WHAT YOU ARE ASKED TO DO
Collect every line below that contains the string "engine", and copy each such line in full. The match is case-sensitive.

RECORDS TO PROCESS
+ + +
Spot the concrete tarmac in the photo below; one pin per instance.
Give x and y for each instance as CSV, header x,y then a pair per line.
+ + +
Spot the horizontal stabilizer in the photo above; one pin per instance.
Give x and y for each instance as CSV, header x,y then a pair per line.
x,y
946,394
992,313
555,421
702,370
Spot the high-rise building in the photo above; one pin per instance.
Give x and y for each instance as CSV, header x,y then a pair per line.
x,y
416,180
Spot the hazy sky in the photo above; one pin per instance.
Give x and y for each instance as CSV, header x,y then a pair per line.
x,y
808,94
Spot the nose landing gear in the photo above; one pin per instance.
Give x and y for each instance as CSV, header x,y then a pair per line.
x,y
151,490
+ + +
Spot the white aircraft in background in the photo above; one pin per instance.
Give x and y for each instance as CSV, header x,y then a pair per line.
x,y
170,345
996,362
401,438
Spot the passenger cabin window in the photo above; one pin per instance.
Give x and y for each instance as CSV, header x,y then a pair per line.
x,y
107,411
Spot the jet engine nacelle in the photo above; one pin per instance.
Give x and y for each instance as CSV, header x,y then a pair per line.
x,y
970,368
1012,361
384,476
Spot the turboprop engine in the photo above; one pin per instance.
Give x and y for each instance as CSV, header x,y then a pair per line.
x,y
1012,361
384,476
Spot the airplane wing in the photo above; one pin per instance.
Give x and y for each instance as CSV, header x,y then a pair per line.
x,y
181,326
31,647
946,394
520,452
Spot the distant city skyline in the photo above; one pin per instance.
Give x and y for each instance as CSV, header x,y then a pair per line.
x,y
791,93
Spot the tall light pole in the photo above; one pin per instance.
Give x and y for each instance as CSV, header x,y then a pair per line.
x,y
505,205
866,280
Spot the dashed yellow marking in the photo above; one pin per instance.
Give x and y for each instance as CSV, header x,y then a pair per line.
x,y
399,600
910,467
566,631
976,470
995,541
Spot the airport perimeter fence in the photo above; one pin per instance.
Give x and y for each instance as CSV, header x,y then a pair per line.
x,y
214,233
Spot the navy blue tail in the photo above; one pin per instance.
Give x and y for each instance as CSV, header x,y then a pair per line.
+ + +
RESULT OF THE EXERCISE
Spot the jet engine nacelle in the photo above; one pin per instance.
Spot the turboprop engine in the photo above; one pin per instance.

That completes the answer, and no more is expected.